• [APPLY WHAT YOU READ]:
1/ Update the article header from the words "Immunoglobulin Light-Chain Amyloidosis: Clinical" through the words "of this article.", swapping "Diagnostic" for "Therapeutic".
2/ List every author in the article header whose listed credentials include an MSN.

• [TEXT SHOWN]:
= = =
Immunoglobulin Light-Chain Amyloidosis: Clinical Presentations and Diagnostic Approach
Yi L. Hwa, DNP,(1) Teresa Fogaren, MSN, AGNP-C,(2) Allison Sams, AGPCNP-BC,(3) Douglas V. Faller, MD, PhD,(4) Dawn M. Stull, PharmD, BCOP,(5) Sara Thuenemann, RN, MSN, DHSc,(6) and Lisa Mendelson, MSN, AGPCNP-BC(7)
Authors’ disclosures of conflicts of interest are found at the end of this article.
= = =
• [LISTED ENTRIES]:
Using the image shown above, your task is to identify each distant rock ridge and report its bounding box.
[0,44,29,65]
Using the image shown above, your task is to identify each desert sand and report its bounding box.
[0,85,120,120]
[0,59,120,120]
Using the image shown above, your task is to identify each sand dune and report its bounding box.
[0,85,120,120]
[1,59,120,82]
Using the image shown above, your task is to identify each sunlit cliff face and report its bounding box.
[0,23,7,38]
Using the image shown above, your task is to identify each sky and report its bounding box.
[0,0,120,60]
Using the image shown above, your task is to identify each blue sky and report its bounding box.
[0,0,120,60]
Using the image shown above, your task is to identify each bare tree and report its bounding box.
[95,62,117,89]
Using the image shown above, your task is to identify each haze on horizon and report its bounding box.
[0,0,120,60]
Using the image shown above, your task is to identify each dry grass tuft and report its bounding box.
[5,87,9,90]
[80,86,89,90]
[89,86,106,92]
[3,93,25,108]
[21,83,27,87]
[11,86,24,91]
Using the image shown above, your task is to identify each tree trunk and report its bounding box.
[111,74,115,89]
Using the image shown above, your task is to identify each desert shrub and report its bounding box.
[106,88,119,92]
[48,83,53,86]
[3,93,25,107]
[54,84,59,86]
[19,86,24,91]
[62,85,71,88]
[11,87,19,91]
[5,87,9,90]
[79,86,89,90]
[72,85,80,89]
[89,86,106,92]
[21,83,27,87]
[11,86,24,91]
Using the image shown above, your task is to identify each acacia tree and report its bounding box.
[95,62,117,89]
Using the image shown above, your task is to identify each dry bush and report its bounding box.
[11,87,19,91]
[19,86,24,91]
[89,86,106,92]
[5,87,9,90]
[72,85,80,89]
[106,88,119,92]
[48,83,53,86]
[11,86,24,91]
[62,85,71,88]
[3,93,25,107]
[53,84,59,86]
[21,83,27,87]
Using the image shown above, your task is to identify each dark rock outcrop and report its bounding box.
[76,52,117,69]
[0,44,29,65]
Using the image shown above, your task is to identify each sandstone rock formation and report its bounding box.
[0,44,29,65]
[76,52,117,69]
= = =
• [PER-TASK ANSWERS]:
1/
Immunoglobulin Light-Chain Amyloidosis: Clinical Presentations and Therapeutic Approach
Yi L. Hwa, DNP,(1) Teresa Fogaren, MSN, AGNP-C,(2) Allison Sams, AGPCNP-BC,(3) Douglas V. Faller, MD, PhD,(4) Dawn M. Stull, PharmD, BCOP,(5) Sara Thuenemann, RN, MSN, DHSc,(6) and Lisa Mendelson, MSN, AGPCNP-BC(7)
Authors’ disclosures of conflicts of interest are found at the end of this article.

2/
Teresa Fogaren
Sara Thuenemann
Lisa Mendelson